#### [OBJECTIVE]
All entries are to be given again verbatim.

───── INPUT RECORDS

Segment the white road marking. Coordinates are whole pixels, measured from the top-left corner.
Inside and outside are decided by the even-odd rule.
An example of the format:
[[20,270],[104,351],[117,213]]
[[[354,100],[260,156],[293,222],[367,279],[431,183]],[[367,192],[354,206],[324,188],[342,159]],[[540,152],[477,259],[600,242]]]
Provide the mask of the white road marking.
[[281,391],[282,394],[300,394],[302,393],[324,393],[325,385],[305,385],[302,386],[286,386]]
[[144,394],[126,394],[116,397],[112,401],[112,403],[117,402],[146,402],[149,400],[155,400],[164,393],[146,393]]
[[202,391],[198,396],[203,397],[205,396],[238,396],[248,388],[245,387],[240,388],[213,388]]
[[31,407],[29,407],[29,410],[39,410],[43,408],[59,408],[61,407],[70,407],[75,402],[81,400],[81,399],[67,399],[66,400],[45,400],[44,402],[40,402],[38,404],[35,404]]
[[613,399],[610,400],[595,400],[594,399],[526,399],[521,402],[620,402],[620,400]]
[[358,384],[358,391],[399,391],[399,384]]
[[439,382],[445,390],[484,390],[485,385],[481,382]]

──────────

#### [EXERCISE RESPONSE]
Segment the white road marking. Coordinates are whole pixels, measured from the top-left corner.
Inside and outside are decided by the even-odd rule.
An example of the format:
[[20,270],[104,351],[117,213]]
[[[354,100],[260,156],[293,222],[367,279],[431,183]],[[367,192],[354,206],[324,188],[342,159]],[[540,152],[477,259],[600,242]]]
Provide the mask of the white road marking.
[[281,391],[282,394],[300,394],[302,393],[324,393],[325,385],[305,385],[302,386],[286,386]]
[[144,394],[126,394],[116,397],[112,401],[112,403],[117,402],[146,402],[149,400],[155,400],[164,393],[146,393]]
[[202,391],[198,396],[203,397],[205,396],[238,396],[248,388],[245,387],[240,388],[213,388]]
[[31,407],[29,407],[29,410],[39,410],[43,408],[59,408],[61,407],[70,407],[75,402],[81,400],[81,399],[67,399],[66,400],[45,400],[44,402],[40,402],[38,404],[35,404]]
[[613,399],[610,400],[595,400],[594,399],[526,399],[521,402],[620,402],[620,400]]
[[358,384],[358,391],[399,391],[399,384]]
[[439,382],[445,390],[484,390],[485,385],[481,382]]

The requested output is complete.